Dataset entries
+ + +

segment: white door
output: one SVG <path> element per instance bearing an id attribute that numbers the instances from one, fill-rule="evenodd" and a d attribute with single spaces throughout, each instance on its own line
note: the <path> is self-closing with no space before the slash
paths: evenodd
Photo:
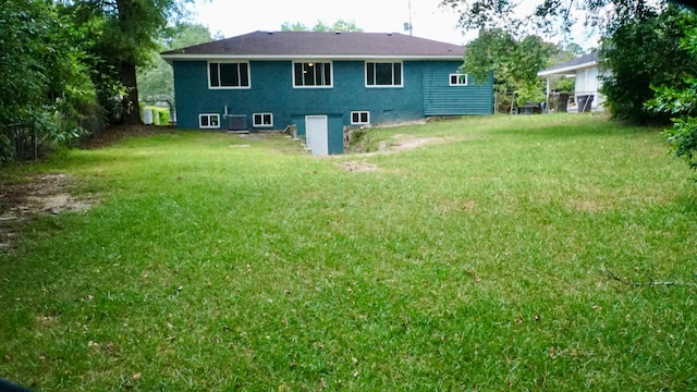
<path id="1" fill-rule="evenodd" d="M 305 143 L 313 155 L 329 155 L 327 115 L 305 117 Z"/>

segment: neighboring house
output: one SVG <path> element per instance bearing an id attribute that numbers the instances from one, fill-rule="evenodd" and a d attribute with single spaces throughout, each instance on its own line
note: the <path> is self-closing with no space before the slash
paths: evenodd
<path id="1" fill-rule="evenodd" d="M 592 96 L 591 110 L 602 110 L 606 97 L 600 93 L 602 87 L 601 73 L 598 71 L 598 52 L 592 51 L 557 64 L 537 73 L 538 76 L 547 76 L 547 97 L 550 96 L 549 78 L 551 75 L 576 76 L 574 87 L 575 102 L 582 105 L 584 96 Z M 580 100 L 578 98 L 582 98 Z M 573 107 L 570 107 L 573 108 Z M 583 110 L 583 108 L 580 108 Z"/>
<path id="2" fill-rule="evenodd" d="M 490 114 L 492 81 L 461 73 L 464 48 L 402 34 L 255 32 L 162 53 L 180 128 L 284 130 L 343 152 L 344 127 Z"/>

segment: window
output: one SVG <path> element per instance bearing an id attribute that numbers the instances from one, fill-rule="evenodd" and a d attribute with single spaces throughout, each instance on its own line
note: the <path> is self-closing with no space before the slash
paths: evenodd
<path id="1" fill-rule="evenodd" d="M 198 127 L 211 130 L 220 127 L 220 114 L 198 114 Z"/>
<path id="2" fill-rule="evenodd" d="M 273 126 L 273 114 L 254 113 L 254 126 Z"/>
<path id="3" fill-rule="evenodd" d="M 208 63 L 210 88 L 248 88 L 248 63 Z"/>
<path id="4" fill-rule="evenodd" d="M 370 123 L 370 112 L 367 111 L 355 111 L 351 112 L 351 124 L 352 125 L 362 125 Z"/>
<path id="5" fill-rule="evenodd" d="M 466 86 L 467 85 L 467 74 L 450 74 L 450 85 L 451 86 Z"/>
<path id="6" fill-rule="evenodd" d="M 366 63 L 367 86 L 402 86 L 402 63 Z"/>
<path id="7" fill-rule="evenodd" d="M 293 63 L 293 86 L 295 87 L 331 87 L 330 62 Z"/>

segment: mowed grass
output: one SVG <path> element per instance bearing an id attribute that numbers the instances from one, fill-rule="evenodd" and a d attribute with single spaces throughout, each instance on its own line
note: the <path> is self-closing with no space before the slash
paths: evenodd
<path id="1" fill-rule="evenodd" d="M 283 137 L 191 131 L 33 168 L 101 204 L 38 219 L 0 255 L 0 377 L 697 389 L 697 185 L 660 130 L 492 117 L 366 137 L 441 139 L 314 158 Z M 375 170 L 345 169 L 360 166 Z"/>

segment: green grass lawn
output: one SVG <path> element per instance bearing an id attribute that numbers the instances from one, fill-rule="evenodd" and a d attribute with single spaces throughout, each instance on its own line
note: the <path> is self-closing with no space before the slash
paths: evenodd
<path id="1" fill-rule="evenodd" d="M 39 218 L 0 254 L 0 377 L 697 389 L 697 185 L 659 130 L 492 117 L 365 137 L 442 139 L 314 158 L 283 137 L 175 132 L 30 167 L 101 203 Z"/>

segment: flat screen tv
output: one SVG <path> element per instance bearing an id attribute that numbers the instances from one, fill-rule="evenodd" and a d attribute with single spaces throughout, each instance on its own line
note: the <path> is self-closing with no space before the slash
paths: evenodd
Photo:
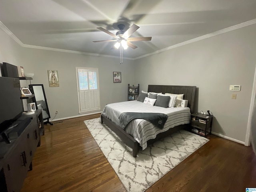
<path id="1" fill-rule="evenodd" d="M 0 77 L 0 133 L 2 133 L 22 115 L 18 78 Z"/>

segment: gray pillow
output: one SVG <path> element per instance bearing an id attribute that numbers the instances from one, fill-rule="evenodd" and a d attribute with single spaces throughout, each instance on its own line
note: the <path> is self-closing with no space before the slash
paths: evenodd
<path id="1" fill-rule="evenodd" d="M 170 98 L 171 98 L 169 96 L 158 95 L 157 96 L 157 98 L 156 98 L 155 106 L 167 108 Z"/>
<path id="2" fill-rule="evenodd" d="M 138 99 L 137 99 L 137 100 L 138 101 L 140 101 L 140 102 L 144 102 L 145 98 L 146 98 L 146 97 L 147 96 L 147 93 L 140 93 L 139 96 L 138 97 Z"/>
<path id="3" fill-rule="evenodd" d="M 150 93 L 148 94 L 148 97 L 150 99 L 156 99 L 157 97 L 157 94 L 152 94 L 152 93 Z"/>

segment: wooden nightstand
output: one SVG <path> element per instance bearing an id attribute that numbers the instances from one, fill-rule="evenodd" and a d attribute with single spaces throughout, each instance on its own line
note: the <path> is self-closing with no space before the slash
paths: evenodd
<path id="1" fill-rule="evenodd" d="M 199 113 L 191 114 L 191 132 L 206 137 L 212 133 L 213 116 Z"/>

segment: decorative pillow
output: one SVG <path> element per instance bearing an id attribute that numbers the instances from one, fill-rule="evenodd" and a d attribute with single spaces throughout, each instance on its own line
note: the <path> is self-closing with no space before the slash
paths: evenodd
<path id="1" fill-rule="evenodd" d="M 175 102 L 177 99 L 177 96 L 176 95 L 170 95 L 169 96 L 170 99 L 169 104 L 168 104 L 168 107 L 174 107 L 175 105 Z"/>
<path id="2" fill-rule="evenodd" d="M 139 94 L 139 96 L 138 97 L 138 99 L 137 99 L 137 100 L 138 101 L 140 101 L 140 102 L 144 102 L 144 100 L 145 100 L 145 98 L 148 96 L 147 93 L 140 93 Z"/>
<path id="3" fill-rule="evenodd" d="M 152 94 L 152 93 L 149 93 L 148 97 L 150 99 L 156 99 L 156 98 L 157 97 L 157 94 Z"/>
<path id="4" fill-rule="evenodd" d="M 162 94 L 162 92 L 161 92 L 161 93 L 156 93 L 155 92 L 146 92 L 144 91 L 141 91 L 141 92 L 142 93 L 147 93 L 148 94 L 148 94 L 150 93 L 151 93 L 151 94 L 157 94 L 157 95 L 159 95 L 159 94 Z"/>
<path id="5" fill-rule="evenodd" d="M 158 95 L 156 98 L 155 106 L 167 108 L 170 98 L 170 96 Z"/>
<path id="6" fill-rule="evenodd" d="M 143 102 L 143 103 L 146 104 L 146 105 L 153 106 L 156 102 L 156 99 L 150 99 L 150 98 L 146 97 L 145 98 L 145 100 L 144 100 L 144 102 Z"/>
<path id="7" fill-rule="evenodd" d="M 175 102 L 175 105 L 174 105 L 174 107 L 178 107 L 179 106 L 180 106 L 180 100 L 179 100 L 178 99 L 183 99 L 183 96 L 184 96 L 184 94 L 173 94 L 172 93 L 165 93 L 164 94 L 169 96 L 177 96 L 177 99 L 176 99 L 176 101 Z"/>

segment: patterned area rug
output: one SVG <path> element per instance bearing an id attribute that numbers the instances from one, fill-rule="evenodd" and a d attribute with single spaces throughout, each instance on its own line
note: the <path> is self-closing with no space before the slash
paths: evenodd
<path id="1" fill-rule="evenodd" d="M 132 156 L 127 147 L 100 118 L 84 123 L 128 192 L 144 191 L 209 140 L 182 130 Z"/>

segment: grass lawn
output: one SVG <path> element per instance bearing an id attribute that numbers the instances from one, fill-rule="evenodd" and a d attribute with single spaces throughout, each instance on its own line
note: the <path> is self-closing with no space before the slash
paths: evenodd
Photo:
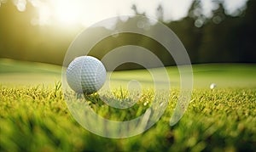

+ + +

Copy out every line in the material that holds the string "pillow", treating uppercase and lowercase as distinct.

segment: gray pillow
segment: decorative pillow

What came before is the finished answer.